§ **Exercise brief**: Please rewrite the data from the start up to and including the line with "[(90, 399)]", replacing "metal vent grate" with "steel vent grate" and keeping everything else the same. Leave the pictures out of your answer.

§ **Source data**:
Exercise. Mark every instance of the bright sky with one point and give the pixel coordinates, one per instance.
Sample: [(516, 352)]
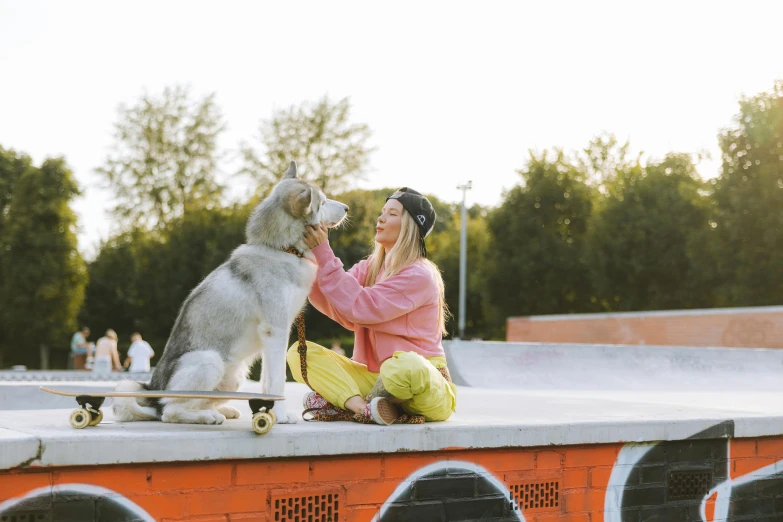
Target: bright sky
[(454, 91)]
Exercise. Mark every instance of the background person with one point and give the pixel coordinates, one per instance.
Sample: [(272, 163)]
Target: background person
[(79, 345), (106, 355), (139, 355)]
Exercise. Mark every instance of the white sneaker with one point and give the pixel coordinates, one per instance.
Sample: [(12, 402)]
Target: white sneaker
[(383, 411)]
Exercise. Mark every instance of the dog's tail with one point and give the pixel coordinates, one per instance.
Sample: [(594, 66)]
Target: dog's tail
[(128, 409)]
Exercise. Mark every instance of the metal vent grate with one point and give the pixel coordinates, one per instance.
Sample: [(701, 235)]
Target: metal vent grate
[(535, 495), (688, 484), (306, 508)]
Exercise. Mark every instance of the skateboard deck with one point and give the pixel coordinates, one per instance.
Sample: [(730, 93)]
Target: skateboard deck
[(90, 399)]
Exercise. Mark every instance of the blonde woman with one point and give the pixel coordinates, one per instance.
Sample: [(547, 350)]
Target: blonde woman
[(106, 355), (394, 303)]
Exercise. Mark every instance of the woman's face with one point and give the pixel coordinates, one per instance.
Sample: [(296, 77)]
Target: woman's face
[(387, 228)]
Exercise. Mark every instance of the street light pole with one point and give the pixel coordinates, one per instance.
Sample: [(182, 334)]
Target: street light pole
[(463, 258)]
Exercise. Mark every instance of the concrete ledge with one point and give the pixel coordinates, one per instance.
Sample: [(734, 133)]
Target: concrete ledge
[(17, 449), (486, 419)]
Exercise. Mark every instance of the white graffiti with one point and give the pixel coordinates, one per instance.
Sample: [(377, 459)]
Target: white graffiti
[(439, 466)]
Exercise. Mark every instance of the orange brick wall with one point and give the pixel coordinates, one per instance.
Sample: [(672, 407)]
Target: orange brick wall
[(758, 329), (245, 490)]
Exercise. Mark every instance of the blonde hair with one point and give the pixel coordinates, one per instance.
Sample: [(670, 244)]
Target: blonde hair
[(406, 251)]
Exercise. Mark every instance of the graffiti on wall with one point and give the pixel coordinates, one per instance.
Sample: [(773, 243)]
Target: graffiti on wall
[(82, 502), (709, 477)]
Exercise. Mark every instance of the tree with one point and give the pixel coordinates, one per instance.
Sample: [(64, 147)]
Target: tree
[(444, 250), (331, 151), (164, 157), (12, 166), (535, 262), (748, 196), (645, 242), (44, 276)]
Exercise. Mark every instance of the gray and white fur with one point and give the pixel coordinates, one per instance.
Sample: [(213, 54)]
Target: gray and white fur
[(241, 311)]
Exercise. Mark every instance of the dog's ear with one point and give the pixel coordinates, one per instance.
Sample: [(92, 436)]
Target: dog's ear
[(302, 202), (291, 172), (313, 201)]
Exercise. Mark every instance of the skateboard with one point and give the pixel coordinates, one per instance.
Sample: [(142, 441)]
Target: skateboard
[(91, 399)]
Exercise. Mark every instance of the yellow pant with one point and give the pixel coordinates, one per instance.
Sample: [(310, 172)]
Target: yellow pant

§ **Task solution**:
Exercise. Mark every instance of the bright sky with one point and give the pixel coordinates, one per instance.
Sample: [(516, 352)]
Target: bright sky
[(454, 91)]
Exercise. Mark every instance of the background person with one point and give the pixel coordinates, one per instance.
Sample: [(272, 163)]
Target: background person
[(79, 345), (106, 355), (139, 355)]
Exercise. Mark every instance of the white sneaker with one point and give the pixel coordinates, one per instance.
Sample: [(12, 402)]
Target: white sneaker
[(383, 411)]
Exercise. Mark every instance of the dog's tail with one point and give the pixel coordinates, one per instance.
Sample: [(594, 66)]
Target: dog's tail
[(128, 409)]
Exercise. Mark every instance of the steel vent grate with one point and give the pixel coordinates, one per instance.
Sample: [(701, 235)]
Target: steel vent grate
[(535, 495), (688, 484), (306, 508)]
Exercise. Mark every instance of the skateboard deck with one point and give the pixel coordinates, one per instance.
Sample: [(730, 93)]
Target: skateboard deck
[(90, 399)]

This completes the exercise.